• Task instructions: Your task is to show every line in the listing below that includes "sink".

• Data for review:

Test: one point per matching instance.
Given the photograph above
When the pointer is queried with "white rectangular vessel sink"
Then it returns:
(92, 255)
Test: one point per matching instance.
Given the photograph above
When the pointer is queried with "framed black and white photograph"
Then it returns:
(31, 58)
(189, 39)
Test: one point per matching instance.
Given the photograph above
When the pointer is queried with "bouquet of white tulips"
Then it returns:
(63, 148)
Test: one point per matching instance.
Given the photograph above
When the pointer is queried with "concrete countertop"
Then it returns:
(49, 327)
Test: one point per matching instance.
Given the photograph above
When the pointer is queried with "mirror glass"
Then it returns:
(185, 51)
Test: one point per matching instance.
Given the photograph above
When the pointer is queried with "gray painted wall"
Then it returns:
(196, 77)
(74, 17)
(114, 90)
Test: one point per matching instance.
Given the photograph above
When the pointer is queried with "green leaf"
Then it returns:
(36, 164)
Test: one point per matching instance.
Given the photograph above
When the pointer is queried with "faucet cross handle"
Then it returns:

* * *

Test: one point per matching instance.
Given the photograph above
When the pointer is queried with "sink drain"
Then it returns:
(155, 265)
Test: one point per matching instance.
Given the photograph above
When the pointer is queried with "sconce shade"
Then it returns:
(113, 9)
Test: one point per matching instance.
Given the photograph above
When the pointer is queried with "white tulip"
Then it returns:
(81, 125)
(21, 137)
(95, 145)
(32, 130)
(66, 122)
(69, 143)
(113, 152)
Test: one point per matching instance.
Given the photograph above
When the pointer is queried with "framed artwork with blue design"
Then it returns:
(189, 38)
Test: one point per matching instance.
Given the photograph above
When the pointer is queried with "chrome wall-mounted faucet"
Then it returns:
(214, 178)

...

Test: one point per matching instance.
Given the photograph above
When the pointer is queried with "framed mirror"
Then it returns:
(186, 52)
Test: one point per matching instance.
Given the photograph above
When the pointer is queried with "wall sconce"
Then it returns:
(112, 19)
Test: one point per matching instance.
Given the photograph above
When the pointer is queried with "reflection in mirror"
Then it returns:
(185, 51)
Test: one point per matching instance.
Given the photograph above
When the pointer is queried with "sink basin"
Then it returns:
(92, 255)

• Reply to the task:
When the pointer is queried with "white rectangular vessel sink"
When the pointer is queried with "sink drain"
When the pointer is queried with "sink basin"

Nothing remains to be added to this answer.